**Directions for this task**
Reproduce the listing verbatim.

:: Data for processing ::

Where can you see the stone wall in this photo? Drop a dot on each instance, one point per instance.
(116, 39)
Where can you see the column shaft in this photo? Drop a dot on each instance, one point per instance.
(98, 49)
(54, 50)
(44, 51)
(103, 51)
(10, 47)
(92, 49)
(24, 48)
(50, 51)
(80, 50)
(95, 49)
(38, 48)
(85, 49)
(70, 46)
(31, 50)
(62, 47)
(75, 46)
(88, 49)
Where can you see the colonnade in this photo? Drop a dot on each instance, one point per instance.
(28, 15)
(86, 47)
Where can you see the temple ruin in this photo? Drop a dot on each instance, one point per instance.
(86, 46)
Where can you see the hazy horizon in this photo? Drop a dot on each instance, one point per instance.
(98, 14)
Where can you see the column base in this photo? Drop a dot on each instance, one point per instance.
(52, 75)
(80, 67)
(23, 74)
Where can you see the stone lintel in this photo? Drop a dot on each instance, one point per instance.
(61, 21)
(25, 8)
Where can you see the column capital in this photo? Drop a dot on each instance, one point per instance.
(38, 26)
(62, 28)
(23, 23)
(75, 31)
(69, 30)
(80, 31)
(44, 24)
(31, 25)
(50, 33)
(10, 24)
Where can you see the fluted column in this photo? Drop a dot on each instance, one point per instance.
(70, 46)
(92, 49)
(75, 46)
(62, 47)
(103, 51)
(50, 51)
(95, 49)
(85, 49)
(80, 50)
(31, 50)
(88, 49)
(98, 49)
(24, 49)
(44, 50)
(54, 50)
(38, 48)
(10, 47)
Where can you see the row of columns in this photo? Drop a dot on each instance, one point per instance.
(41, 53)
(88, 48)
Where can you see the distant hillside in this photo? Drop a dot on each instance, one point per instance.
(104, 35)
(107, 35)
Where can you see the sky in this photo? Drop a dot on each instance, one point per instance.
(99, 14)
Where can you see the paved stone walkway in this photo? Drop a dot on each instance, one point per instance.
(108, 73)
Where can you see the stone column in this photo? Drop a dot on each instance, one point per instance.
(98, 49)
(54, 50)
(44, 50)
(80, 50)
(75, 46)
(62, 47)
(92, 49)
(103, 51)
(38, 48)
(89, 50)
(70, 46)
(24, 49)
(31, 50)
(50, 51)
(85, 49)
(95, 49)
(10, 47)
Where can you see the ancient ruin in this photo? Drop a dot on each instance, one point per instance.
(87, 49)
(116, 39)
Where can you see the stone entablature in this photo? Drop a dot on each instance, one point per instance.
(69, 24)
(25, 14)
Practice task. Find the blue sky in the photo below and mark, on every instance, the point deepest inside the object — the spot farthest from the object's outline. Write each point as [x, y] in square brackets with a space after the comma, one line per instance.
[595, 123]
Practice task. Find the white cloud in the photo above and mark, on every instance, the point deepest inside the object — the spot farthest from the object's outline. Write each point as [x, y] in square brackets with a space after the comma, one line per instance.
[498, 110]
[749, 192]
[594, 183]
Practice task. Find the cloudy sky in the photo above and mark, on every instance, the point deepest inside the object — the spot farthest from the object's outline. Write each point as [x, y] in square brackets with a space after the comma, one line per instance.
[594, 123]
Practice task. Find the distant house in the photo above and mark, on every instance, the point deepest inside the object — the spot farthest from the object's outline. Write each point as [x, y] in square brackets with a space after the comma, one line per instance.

:::

**Full output**
Where can you see the stone wall in this photo? Drop a dot on each instance, one point per instance.
(116, 39)
Where can you see the column shaft in this photo? Drop a dot on each instance, one point per instance.
(98, 49)
(54, 50)
(44, 51)
(103, 51)
(10, 47)
(92, 49)
(24, 48)
(50, 51)
(80, 50)
(95, 49)
(38, 48)
(85, 49)
(70, 46)
(31, 50)
(62, 47)
(75, 46)
(88, 49)
Where can you see the colonnade in this photo? Drop a dot on each instance, one point per instance.
(28, 15)
(86, 47)
Where can you see the temple ruin in this photo? Drop a dot on each instance, one point per instance.
(86, 46)
Where can you see the hazy horizon in this photo? Drop a dot on each instance, one point per instance.
(98, 14)
Where can you see the column base in this photo? Drop a dot on each instance, one point per instance.
(52, 75)
(80, 67)
(23, 74)
Where can you see the stone lintel in this photo? Drop a dot on each instance, one point per instance.
(61, 21)
(25, 8)
Where can you see the column capital in this photo? Drop a dot on each instance, one point per instance.
(38, 26)
(62, 28)
(23, 23)
(75, 31)
(69, 30)
(80, 31)
(44, 24)
(31, 25)
(50, 33)
(10, 24)
Where can you see the fluted column in this photo? Drop a dot on each instance, one point per instance.
(70, 46)
(92, 49)
(75, 46)
(62, 47)
(103, 51)
(50, 51)
(95, 49)
(85, 49)
(80, 50)
(31, 50)
(88, 49)
(98, 49)
(24, 49)
(44, 50)
(54, 50)
(38, 48)
(10, 47)
Where can you see the row of columns in this photo? Drop a dot on each instance, one point per instance.
(41, 53)
(88, 48)
Where can you see the distant hillside in this photo? Drop a dot on each instance, one point per instance.
(104, 35)
(107, 35)
Where can you see the sky in this photo? Drop a dot on each instance, one point per instance.
(99, 14)
Where can you see the paved stone walkway in this photo? Drop a dot on each instance, one point per instance.
(108, 73)
Where can you see the stone column in this photo? Drop a dot on each instance, one point per instance.
(98, 49)
(54, 50)
(44, 50)
(80, 50)
(75, 46)
(62, 47)
(92, 49)
(103, 51)
(38, 48)
(89, 50)
(70, 46)
(24, 49)
(31, 50)
(50, 51)
(85, 49)
(95, 49)
(10, 47)
Where can you see the ancient ruin in this photo? Drop a dot on each instance, one point per instance.
(87, 49)
(116, 39)
Where can you see the stone entablature in this photo? Drop a dot on each instance, one point per instance.
(69, 24)
(25, 14)
Practice task. Find the blue sky in the photo below and mark, on every instance, the point deepest inside the object — the spot farthest from the object's outline. Write each point as [x, y] in square brackets with a space after the comma, one line per instance.
[595, 123]
Practice task. Find the white cloud in the photo above and mark, on every instance, the point deepest inside the object — the spot farthest from the object's outline. Write each point as [x, y] in square brackets with a space after the comma, one line per instance.
[498, 110]
[749, 192]
[594, 183]
Practice task. Find the cloudy sky in the photo above and mark, on every instance, the point deepest inside the object — the spot farthest from the object's outline. Write each point as [x, y] in square brackets with a space after the comma, one line per instance.
[594, 123]
Practice task. Find the distant house in the photo above and mark, on every instance, the point deepest inside the object — the spot farthest from the object's outline. Write each point as [x, y] in square brackets with a space after the comma, one line per instance.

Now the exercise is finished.